• EXTRACTED RECORDS:
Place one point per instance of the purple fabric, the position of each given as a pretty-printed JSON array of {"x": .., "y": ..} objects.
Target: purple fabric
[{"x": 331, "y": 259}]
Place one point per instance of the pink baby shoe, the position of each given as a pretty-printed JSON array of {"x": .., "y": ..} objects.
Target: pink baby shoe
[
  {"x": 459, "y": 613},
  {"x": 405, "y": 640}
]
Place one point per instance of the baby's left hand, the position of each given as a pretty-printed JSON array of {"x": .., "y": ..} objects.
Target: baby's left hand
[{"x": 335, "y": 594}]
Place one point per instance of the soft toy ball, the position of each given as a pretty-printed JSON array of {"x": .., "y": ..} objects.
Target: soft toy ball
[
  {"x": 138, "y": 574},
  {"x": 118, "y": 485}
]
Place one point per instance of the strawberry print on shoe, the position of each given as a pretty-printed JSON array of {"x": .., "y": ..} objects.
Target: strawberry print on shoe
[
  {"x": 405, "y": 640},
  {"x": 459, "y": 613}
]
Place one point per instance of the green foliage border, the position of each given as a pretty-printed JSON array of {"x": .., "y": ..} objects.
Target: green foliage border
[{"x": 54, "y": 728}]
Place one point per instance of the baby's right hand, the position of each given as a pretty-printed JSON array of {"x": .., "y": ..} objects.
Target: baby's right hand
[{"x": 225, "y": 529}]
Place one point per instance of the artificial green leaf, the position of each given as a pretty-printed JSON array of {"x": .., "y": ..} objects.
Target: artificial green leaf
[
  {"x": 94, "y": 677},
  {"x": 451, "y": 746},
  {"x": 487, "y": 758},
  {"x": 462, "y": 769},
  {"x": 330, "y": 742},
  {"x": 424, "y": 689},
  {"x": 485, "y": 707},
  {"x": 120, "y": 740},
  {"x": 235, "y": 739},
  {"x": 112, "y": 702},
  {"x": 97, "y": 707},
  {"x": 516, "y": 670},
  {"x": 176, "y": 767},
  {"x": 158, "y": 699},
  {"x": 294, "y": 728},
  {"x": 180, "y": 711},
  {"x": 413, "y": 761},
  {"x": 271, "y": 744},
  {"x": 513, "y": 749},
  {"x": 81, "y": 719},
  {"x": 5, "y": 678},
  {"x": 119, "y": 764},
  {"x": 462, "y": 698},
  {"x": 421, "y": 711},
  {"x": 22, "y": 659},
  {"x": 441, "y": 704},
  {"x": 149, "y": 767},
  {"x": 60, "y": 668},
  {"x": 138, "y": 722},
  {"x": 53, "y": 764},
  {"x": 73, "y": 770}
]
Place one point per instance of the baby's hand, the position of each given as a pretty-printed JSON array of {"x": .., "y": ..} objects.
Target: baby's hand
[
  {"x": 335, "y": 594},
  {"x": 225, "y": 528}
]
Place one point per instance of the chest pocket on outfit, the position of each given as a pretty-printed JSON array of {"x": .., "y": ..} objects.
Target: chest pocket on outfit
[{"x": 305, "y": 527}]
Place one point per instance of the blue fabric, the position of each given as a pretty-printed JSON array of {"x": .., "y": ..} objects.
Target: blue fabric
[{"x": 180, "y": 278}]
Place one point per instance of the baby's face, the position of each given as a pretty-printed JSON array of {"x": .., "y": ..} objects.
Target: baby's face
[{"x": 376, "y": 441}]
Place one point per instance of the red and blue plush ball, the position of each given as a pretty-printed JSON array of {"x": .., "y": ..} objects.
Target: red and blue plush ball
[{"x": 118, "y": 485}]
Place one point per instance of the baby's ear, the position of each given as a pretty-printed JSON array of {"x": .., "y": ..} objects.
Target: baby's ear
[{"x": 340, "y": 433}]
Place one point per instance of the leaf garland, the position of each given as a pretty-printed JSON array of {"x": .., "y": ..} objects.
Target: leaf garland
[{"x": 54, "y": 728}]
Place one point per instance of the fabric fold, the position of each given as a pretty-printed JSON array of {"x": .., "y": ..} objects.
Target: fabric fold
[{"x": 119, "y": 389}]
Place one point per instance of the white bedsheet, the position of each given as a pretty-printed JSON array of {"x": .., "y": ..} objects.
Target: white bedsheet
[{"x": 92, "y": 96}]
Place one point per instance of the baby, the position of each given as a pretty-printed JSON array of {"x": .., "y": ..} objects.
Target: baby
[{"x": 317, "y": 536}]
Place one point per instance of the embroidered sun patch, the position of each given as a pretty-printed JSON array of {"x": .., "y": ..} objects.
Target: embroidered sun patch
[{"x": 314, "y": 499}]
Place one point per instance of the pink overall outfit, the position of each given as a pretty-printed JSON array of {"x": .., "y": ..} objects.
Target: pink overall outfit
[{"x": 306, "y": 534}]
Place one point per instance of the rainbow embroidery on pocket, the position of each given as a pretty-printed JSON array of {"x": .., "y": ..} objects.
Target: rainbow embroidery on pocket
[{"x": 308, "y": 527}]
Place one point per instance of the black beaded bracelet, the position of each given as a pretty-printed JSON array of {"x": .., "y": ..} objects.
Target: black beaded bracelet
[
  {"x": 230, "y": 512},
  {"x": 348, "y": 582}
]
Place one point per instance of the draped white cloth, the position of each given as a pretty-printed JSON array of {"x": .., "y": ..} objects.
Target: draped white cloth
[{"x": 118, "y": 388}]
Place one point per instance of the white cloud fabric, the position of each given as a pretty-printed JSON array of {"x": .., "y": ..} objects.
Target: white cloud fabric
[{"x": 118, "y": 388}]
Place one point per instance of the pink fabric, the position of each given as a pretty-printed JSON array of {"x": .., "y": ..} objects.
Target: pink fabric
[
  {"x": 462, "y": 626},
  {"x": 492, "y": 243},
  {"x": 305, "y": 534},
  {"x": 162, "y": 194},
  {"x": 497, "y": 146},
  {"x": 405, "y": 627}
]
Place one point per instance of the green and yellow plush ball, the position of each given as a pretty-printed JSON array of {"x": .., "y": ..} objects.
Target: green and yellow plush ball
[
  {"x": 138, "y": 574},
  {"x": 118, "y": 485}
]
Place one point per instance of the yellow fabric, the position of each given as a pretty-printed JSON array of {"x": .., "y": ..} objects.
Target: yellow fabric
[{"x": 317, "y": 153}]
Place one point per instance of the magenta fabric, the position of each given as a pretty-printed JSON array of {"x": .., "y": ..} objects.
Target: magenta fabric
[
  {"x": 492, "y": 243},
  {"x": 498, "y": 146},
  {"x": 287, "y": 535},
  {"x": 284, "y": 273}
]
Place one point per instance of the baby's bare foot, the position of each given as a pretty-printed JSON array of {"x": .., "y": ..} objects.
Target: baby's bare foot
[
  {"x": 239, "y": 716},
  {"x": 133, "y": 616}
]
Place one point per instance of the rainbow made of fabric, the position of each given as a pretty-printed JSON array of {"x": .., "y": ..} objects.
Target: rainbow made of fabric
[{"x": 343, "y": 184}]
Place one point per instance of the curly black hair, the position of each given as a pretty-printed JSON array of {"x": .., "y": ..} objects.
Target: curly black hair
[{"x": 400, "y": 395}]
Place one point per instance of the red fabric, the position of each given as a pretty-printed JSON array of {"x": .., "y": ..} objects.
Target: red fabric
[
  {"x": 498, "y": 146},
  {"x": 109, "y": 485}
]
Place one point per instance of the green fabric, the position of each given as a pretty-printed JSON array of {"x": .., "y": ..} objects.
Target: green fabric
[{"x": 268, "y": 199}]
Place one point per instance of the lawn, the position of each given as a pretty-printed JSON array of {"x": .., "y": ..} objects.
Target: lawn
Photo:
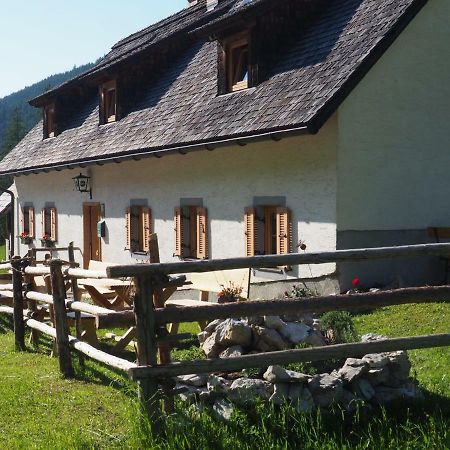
[{"x": 39, "y": 409}]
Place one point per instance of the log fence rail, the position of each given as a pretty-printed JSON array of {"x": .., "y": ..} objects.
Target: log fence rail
[{"x": 151, "y": 320}]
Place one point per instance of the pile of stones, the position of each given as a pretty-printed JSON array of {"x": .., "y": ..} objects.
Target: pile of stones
[{"x": 372, "y": 379}]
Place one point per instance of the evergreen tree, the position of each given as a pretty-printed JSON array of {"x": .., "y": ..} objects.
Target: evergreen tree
[{"x": 14, "y": 133}]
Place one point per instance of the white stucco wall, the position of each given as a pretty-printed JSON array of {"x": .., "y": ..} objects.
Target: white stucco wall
[
  {"x": 394, "y": 133},
  {"x": 302, "y": 169}
]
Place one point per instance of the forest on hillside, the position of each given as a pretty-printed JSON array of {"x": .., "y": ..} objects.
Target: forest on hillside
[{"x": 17, "y": 117}]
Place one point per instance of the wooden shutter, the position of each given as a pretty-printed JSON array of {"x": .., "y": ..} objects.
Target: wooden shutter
[
  {"x": 284, "y": 231},
  {"x": 250, "y": 231},
  {"x": 128, "y": 229},
  {"x": 31, "y": 221},
  {"x": 178, "y": 227},
  {"x": 202, "y": 233},
  {"x": 43, "y": 222},
  {"x": 146, "y": 228},
  {"x": 53, "y": 224}
]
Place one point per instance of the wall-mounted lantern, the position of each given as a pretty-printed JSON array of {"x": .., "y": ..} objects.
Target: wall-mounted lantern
[{"x": 83, "y": 184}]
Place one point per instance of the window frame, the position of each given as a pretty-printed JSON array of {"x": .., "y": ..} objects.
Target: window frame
[
  {"x": 49, "y": 222},
  {"x": 138, "y": 229},
  {"x": 28, "y": 228},
  {"x": 105, "y": 102},
  {"x": 191, "y": 232}
]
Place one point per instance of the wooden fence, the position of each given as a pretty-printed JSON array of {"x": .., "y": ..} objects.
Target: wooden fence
[{"x": 150, "y": 321}]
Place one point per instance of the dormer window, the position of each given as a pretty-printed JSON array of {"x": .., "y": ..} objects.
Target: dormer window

• GIVEN TASK:
Copy out every line of the material from the one containing "Place one point per instance of the wooden fence, the" down to the last line, both included, without changing anything.

• REPLY:
Place one point per instance of the wooden fence, the position of each given as a pretty-printed JSON array of {"x": .., "y": ..} objects.
Target: wooden fence
[{"x": 150, "y": 321}]
Place one point per instance of the dormer window, the position of each given as a pretty-printed JSON array of {"x": .., "y": ..} objects.
Target: dormer window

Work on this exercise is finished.